▸ Aim of the task
Pick out and copy every line below that contains the string "tree". Case counts.

▸ Provided records
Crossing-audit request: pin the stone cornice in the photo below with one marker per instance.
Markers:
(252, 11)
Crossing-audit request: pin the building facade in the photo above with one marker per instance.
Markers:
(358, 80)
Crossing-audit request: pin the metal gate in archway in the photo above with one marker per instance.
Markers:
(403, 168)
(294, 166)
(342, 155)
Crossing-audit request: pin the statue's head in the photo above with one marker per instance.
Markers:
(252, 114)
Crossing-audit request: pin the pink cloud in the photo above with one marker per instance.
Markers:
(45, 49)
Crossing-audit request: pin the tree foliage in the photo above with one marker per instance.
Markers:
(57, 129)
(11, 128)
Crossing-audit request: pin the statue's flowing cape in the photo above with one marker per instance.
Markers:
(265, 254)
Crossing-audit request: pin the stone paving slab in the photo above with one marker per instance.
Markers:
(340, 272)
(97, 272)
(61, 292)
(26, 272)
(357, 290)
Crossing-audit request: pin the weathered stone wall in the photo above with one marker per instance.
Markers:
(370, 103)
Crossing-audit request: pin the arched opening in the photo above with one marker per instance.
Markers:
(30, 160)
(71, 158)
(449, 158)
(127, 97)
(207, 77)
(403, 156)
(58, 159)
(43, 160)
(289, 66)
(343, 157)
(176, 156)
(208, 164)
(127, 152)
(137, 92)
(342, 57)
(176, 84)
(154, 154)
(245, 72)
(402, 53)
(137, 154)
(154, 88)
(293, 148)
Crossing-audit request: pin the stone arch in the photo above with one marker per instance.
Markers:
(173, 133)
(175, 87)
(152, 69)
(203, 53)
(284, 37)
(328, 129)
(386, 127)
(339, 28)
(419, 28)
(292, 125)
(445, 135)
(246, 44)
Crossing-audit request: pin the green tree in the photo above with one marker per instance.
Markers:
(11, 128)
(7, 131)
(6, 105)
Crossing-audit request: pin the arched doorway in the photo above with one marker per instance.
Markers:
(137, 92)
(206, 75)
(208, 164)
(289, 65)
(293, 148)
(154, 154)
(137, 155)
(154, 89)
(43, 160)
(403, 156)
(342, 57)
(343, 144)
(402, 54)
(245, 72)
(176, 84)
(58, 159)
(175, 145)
* * *
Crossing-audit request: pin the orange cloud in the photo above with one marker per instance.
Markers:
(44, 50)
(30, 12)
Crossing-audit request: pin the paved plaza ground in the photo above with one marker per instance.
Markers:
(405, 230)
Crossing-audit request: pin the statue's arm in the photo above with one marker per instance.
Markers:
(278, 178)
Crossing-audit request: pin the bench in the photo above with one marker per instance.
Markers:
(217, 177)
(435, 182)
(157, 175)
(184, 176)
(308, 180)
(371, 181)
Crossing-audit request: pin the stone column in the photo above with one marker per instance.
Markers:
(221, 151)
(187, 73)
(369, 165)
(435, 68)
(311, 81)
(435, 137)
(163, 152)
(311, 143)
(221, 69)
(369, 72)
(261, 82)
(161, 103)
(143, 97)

▸ Exercise response
Crossing-audit request: pin the tree foliage in the photo above with one marker per instance.
Crossing-audit request: pin the green tree in the photo above with one marker per instance.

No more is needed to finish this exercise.